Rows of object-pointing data

▬▬▬▬▬▬▬▬▬▬

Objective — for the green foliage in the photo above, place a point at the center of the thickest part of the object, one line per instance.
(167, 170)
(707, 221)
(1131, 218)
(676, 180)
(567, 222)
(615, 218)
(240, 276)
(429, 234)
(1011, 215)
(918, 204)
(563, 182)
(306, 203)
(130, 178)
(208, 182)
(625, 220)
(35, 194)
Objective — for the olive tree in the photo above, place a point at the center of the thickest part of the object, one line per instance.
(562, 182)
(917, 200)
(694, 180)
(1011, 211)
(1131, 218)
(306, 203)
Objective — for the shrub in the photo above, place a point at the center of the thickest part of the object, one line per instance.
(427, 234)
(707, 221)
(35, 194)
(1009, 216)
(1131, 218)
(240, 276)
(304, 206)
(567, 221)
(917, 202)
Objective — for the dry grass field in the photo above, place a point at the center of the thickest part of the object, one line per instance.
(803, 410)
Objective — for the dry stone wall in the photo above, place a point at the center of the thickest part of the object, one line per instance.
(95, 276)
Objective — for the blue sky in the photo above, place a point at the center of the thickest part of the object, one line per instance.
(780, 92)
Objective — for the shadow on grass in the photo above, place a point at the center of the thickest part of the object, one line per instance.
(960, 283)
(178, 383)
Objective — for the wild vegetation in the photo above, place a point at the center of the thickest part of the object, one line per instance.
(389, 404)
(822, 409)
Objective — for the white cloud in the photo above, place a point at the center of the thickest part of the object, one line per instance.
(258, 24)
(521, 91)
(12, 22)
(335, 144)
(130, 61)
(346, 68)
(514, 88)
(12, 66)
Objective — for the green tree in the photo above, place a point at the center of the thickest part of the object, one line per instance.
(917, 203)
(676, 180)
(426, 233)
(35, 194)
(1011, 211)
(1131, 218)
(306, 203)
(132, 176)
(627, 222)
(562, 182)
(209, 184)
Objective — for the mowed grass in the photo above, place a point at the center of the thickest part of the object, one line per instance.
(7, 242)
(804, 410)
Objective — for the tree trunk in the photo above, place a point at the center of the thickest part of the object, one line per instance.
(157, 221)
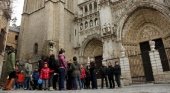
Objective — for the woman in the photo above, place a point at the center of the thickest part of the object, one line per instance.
(62, 69)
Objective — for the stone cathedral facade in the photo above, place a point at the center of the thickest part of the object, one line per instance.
(134, 32)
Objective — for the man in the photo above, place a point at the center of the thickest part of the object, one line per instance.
(53, 65)
(28, 73)
(62, 69)
(117, 73)
(103, 72)
(75, 67)
(11, 61)
(111, 75)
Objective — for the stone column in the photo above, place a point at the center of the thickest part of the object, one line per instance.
(155, 62)
(92, 6)
(125, 68)
(83, 10)
(156, 65)
(108, 49)
(88, 9)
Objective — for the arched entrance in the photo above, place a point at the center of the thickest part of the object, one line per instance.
(93, 49)
(142, 25)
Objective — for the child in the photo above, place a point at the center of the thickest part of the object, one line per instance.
(11, 79)
(45, 76)
(20, 80)
(35, 77)
(83, 76)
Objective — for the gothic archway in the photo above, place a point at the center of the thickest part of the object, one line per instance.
(93, 49)
(142, 25)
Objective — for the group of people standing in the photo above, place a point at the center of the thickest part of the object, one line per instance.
(61, 75)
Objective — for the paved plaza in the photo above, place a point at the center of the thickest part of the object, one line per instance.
(144, 88)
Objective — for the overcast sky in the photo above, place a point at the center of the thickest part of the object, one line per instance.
(17, 10)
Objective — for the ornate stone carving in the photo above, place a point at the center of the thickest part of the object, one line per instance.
(122, 51)
(152, 45)
(106, 29)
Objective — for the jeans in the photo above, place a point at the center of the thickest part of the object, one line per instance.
(94, 81)
(27, 83)
(54, 81)
(61, 78)
(104, 77)
(45, 84)
(117, 78)
(76, 82)
(111, 81)
(83, 82)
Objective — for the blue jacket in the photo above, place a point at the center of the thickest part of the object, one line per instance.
(35, 75)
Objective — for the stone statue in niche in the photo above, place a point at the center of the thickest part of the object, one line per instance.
(106, 29)
(122, 51)
(152, 45)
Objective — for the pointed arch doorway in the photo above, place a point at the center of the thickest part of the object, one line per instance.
(94, 50)
(142, 25)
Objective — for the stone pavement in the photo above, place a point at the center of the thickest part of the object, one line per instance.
(144, 88)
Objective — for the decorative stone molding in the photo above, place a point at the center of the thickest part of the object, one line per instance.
(152, 45)
(133, 6)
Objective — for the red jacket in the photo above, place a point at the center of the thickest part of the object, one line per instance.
(83, 73)
(20, 77)
(62, 61)
(45, 73)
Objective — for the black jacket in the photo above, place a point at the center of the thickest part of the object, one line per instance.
(117, 70)
(110, 71)
(103, 71)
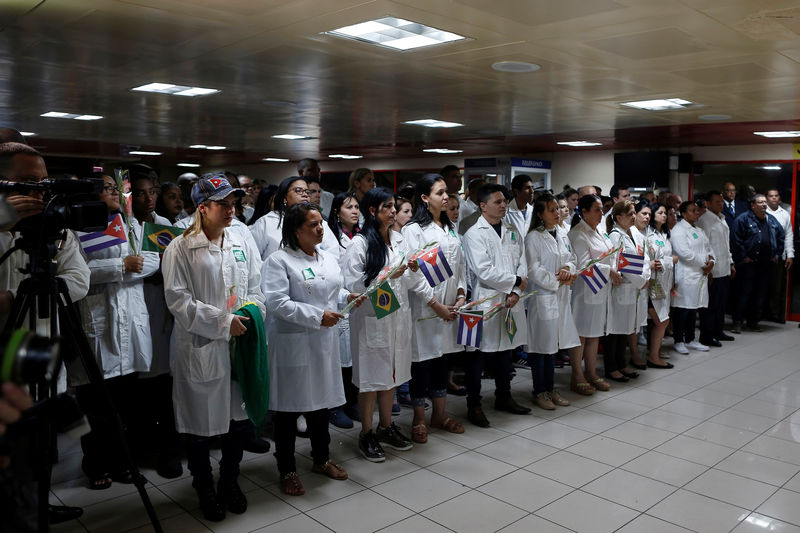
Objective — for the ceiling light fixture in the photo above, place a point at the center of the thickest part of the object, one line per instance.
(395, 33)
(178, 90)
(660, 105)
(578, 144)
(433, 123)
(777, 134)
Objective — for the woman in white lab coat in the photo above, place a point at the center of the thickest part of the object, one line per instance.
(209, 271)
(627, 302)
(381, 349)
(433, 338)
(590, 309)
(551, 271)
(303, 293)
(695, 261)
(343, 224)
(117, 325)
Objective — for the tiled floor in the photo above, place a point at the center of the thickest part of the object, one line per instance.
(711, 446)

▬▬▬▬▬▬▬▬▬▬

Task directions
Rewrite all of the material above as a JSON list of strings, one string per line and no blank lines, and leave the pictures out.

Output of the exercise
[
  "Objective — for the green foliage in the photo above, place a point at the center of the thickest part of the object, one line per instance.",
  "(167, 170)",
  "(707, 221)",
  "(1131, 218)",
  "(676, 180)",
  "(567, 222)",
  "(615, 218)",
  "(240, 276)",
  "(429, 234)",
  "(1011, 215)",
  "(918, 204)",
  "(563, 182)",
  "(306, 203)",
  "(130, 178)",
  "(208, 182)",
  "(625, 220)",
  "(35, 194)",
  "Objective — for the olive tree in the photo above, place a point at the center of the thickest part of the object, one line per instance.",
  "(562, 182)",
  "(917, 200)",
  "(694, 180)",
  "(1011, 211)",
  "(1131, 218)",
  "(306, 203)",
  "Objective — for the shrub in the photo above, place a point at the center of the thickest part of the object, one line per instance.",
  "(427, 234)",
  "(707, 221)",
  "(35, 194)",
  "(1009, 216)",
  "(1131, 218)",
  "(240, 276)",
  "(304, 206)",
  "(567, 221)",
  "(917, 202)",
  "Objective — for the dry grass field in the photo above, place a point at the center of the thickest part of the object, one line per instance.",
  "(803, 410)",
  "Objective — for the dry stone wall in the photo above, place a point at the center of the thickest part of the object, one line per instance.",
  "(95, 276)",
  "Objective — for the blue sky in the photo above, place a point at the center of the thickest part of the object, one line per instance.",
  "(780, 92)",
  "Objective — for the shadow on grass in the photo above, place a point at the center of the thickest part of the object, one line per instance.",
  "(960, 283)",
  "(178, 383)",
  "Objective — for the wild vegetation in the photo above, place a point at the center of the thickest part of the object, one line per instance.",
  "(389, 404)",
  "(822, 409)",
  "Objective — for the white cloud in the photo above, place a point at the center of the thickest part of the object, one line per instance.",
  "(258, 24)",
  "(521, 91)",
  "(12, 22)",
  "(335, 144)",
  "(130, 61)",
  "(346, 68)",
  "(514, 88)",
  "(12, 66)",
  "Objective — for the green tree in the photo above, place a point at the center of the thickest part of the object, one line per instance.",
  "(917, 203)",
  "(676, 180)",
  "(426, 233)",
  "(35, 194)",
  "(1011, 211)",
  "(1131, 218)",
  "(306, 203)",
  "(132, 176)",
  "(627, 222)",
  "(562, 182)",
  "(209, 184)",
  "Objective — for the mowed grass in the photo above, place a point at the center of the thickest part of the object, one line per instance.",
  "(7, 242)",
  "(804, 410)",
  "Objective — for the tree trunk in the photo above, place a point at the center of the thickest part of the object, one line per instance.",
  "(157, 221)",
  "Objective — for the woman in the photo above, place a point at the center of the thickest part of the object, one line per instance.",
  "(62, 69)",
  "Objective — for the stone cathedral facade in the photo above, place a point at the center of the thickest part of the object, one line per instance.",
  "(134, 32)",
  "Objective — for the man in the photo above, place a point at the center of the thickest part of the object, one line per instance.",
  "(53, 65)",
  "(28, 73)",
  "(62, 69)",
  "(117, 73)",
  "(103, 72)",
  "(75, 67)",
  "(11, 61)",
  "(111, 75)",
  "Objective — for the stone column in the photo above, place a point at the center of the thickest part of the object, one line per instance.",
  "(155, 62)",
  "(92, 6)",
  "(125, 68)",
  "(83, 10)",
  "(156, 65)",
  "(108, 49)",
  "(88, 9)",
  "Objective — for the arched entrance in the photo above, place a point at the center of the thickest part of the object, one line per instance.",
  "(93, 49)",
  "(142, 25)",
  "Objective — for the child in the photo above, place a point at the center of the thickest part of the object, one line per instance.",
  "(11, 79)",
  "(45, 76)",
  "(20, 80)",
  "(35, 77)",
  "(83, 76)",
  "Objective — for the gothic archway in the photo above, place a point at the center of the thickest part of the object, one line per instance.",
  "(93, 49)",
  "(142, 25)",
  "Objective — for the group of people standing in the photo above, place a point at the center of the thickest part of the object, one line per instance.",
  "(61, 75)",
  "Objective — for the paved plaza in the photo above, place a point at the center of the thickest part of the object, one line per instance.",
  "(144, 88)",
  "Objective — for the overcast sky in the photo above, place a point at the center of the thickest part of the object, one line per instance.",
  "(17, 10)",
  "Objective — for the ornate stone carving in the photo above, place a point at the center of the thickest part of the object, one line per instance.",
  "(122, 51)",
  "(152, 45)",
  "(106, 29)",
  "Objective — for the jeans in the photo above, place a point at the center of the thickest part of the object, one line per instance.",
  "(94, 81)",
  "(27, 83)",
  "(54, 81)",
  "(61, 78)",
  "(104, 77)",
  "(45, 84)",
  "(117, 78)",
  "(76, 82)",
  "(111, 81)",
  "(83, 82)",
  "Objective — for the blue jacket in the photo above, place a point at the center of the thickest part of the object, one line per instance.",
  "(35, 75)",
  "Objective — for the stone statue in niche in the photo above, place a point at the center of the thickest part of the object, one line per instance.",
  "(106, 29)",
  "(122, 51)",
  "(152, 45)",
  "Objective — for the pointed arch doorway in the photo above, place a point at the center of the thickest part of the object, one line per instance.",
  "(94, 50)",
  "(142, 25)",
  "Objective — for the stone pavement in the photo above, place a point at the center of the thickest part of the object, one line per instance.",
  "(144, 88)",
  "Objective — for the decorative stone molding in the photo above, place a point at the center of the thickest part of the object, one line per instance.",
  "(152, 45)",
  "(133, 6)",
  "Objective — for the red jacket in the photo above, place a point at the center of the thickest part of the object, one line per instance.",
  "(83, 73)",
  "(20, 77)",
  "(62, 61)",
  "(45, 73)",
  "Objective — for the black jacket in the photo above, place a point at the center of the thickest part of the object, one line per instance.",
  "(117, 70)",
  "(110, 71)",
  "(103, 71)",
  "Objective — for the ceiling light fixture in the photo above, place a point at the center of the thickest part of the object, one line per instance.",
  "(395, 33)",
  "(178, 90)",
  "(660, 105)",
  "(578, 144)",
  "(433, 123)",
  "(777, 134)",
  "Objective — for the woman in white lab coat in the photo above, place a point at the center of the thickest part of the object, one line per instance.",
  "(209, 271)",
  "(627, 302)",
  "(381, 349)",
  "(433, 338)",
  "(590, 309)",
  "(551, 271)",
  "(303, 293)",
  "(695, 261)",
  "(343, 224)",
  "(117, 325)",
  "Objective — for the tiled floor in the photo above, place a point at the center of the thickest part of the object, one line per instance.",
  "(711, 446)"
]